- Problem
Reproduce the passage of the article on automotive TV advertising below, word for word, from "The current addressability" up to and including "increasingly sold programmatically.".

- Excerpt provided

[Start]

For automotive manufacturers looking to reach potential buyers, buying TV ads with the NFL has been one of the most consistent – and expensive – ways to build their brand at scale in the U.S. Auto brands have long been one of the top categories spending TV budgets in football. From 2001 until 2014, GM was the official sponsor of the NFL. This year, Hyundai took over that top slot, to the tune of $50M per year.
The audience is huge – NBC’s Sunday Night Football is routinely the highest rated program each week according to Nielsen. Viewers are watching the NFL live each week, not on DVR, and nothing quite says reach and frequency like the top-rated sports programming in the country. For Hyundai, it’s an obvious pick to raise awareness of the Hyundai brand with a huge swath of the U.S. population.
Big, national spending like the NFL makes sense to build your brand over the long term and compete to be in every auto buyer’s consideration set. But a massive NFL buy isn’t a cure-all. What about viewers who aren’t interested in football? Or when budgets are limited and cost effectiveness matters most? Ultimately, that’s the vision for programmatic TV – the ability to target a specific audience to improve campaign performance and bring incremental reach.
For example: Last December, Hyundai saw a decline in sales, and decided to shift its automotive budgets to only focus on the brand’s top 50 markets in the U.S., cutting its regional spending for 36 markets. Could programmatic advertising have helped those 36 markets spend TV dollars more effectively?
The current addressability spectrum
Programmatic TV is one of the phrases that the ad tech industry has ruined. Let’s talk about what really matters, which is how addressable the TV content is. At one end of the addressability spectrum, you have digital video. Online video sites, mobile video, full episode players, where ad inventory is increasingly sold programmatically.
Here, audience targeting and real-time bidding play big roles because advertisers are sometimes focused on finding their audience, rather than focusing on content. For advertisers, online behaviors, combined with other data sets drive targeting, and ideally, that information also plays a role in determining which creative is used. If you’re a Hyundai dealership group in a smaller market, this means looking for consumers who have been hitting Edmunds.com or Kelley Blue Book to do research on new cars, and have cookies in their browser indicating this intent. Showing ads to these consumers is an easy way to focus dollars on the customers most likely to walk into a showroom in the next month.

[End]

- Data listing
[Start]

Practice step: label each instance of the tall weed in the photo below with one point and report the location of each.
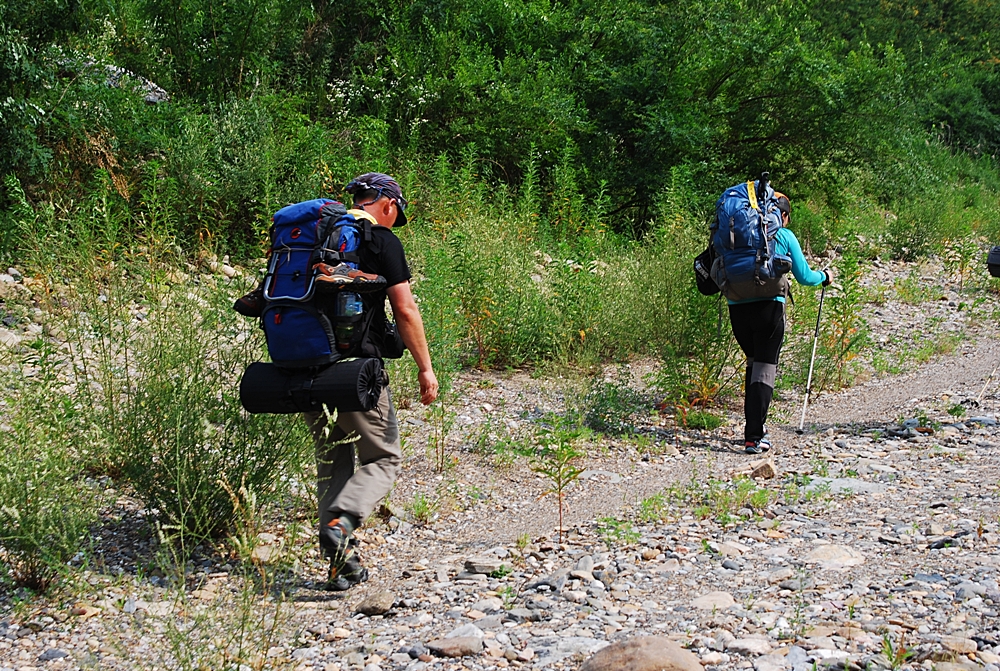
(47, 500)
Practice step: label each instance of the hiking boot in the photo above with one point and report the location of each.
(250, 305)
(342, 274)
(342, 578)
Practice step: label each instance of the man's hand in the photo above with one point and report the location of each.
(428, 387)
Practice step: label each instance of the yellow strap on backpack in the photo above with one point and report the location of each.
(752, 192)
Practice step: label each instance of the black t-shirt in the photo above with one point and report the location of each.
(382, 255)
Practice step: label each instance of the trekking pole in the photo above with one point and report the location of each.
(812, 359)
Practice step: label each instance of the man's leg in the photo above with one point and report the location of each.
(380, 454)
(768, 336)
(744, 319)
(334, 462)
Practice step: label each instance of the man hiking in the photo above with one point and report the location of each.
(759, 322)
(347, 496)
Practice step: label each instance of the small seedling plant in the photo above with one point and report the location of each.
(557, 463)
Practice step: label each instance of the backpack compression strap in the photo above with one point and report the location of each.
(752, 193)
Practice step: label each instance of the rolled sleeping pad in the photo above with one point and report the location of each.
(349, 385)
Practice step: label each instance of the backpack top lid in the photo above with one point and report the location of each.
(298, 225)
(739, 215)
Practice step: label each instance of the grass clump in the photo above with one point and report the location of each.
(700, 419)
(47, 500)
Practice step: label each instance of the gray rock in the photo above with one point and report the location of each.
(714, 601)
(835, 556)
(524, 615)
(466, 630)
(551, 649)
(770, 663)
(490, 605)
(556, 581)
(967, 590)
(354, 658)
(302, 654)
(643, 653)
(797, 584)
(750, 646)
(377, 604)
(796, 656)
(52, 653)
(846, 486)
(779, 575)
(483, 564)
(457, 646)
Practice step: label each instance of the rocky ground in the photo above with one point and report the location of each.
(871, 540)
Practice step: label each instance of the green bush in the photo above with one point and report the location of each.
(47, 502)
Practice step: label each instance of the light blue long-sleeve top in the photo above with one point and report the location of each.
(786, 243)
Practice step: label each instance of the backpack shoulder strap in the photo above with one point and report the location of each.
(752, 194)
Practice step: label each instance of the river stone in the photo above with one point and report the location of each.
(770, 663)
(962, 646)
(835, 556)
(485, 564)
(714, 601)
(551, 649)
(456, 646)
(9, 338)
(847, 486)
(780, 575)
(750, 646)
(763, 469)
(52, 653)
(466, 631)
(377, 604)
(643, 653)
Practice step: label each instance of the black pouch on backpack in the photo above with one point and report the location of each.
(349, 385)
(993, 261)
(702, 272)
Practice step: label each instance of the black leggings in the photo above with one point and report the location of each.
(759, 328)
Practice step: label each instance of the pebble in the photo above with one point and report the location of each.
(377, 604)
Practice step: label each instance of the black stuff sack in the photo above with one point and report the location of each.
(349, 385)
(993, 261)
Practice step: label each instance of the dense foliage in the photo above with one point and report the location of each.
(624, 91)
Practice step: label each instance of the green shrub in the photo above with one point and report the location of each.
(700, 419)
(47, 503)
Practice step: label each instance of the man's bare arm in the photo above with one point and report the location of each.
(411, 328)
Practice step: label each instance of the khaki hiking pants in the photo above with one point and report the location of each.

[End]

- Task response
The current addressability spectrum
Programmatic TV is one of the phrases that the ad tech industry has ruined. Let’s talk about what really matters, which is how addressable the TV content is. At one end of the addressability spectrum, you have digital video. Online video sites, mobile video, full episode players, where ad inventory is increasingly sold programmatically.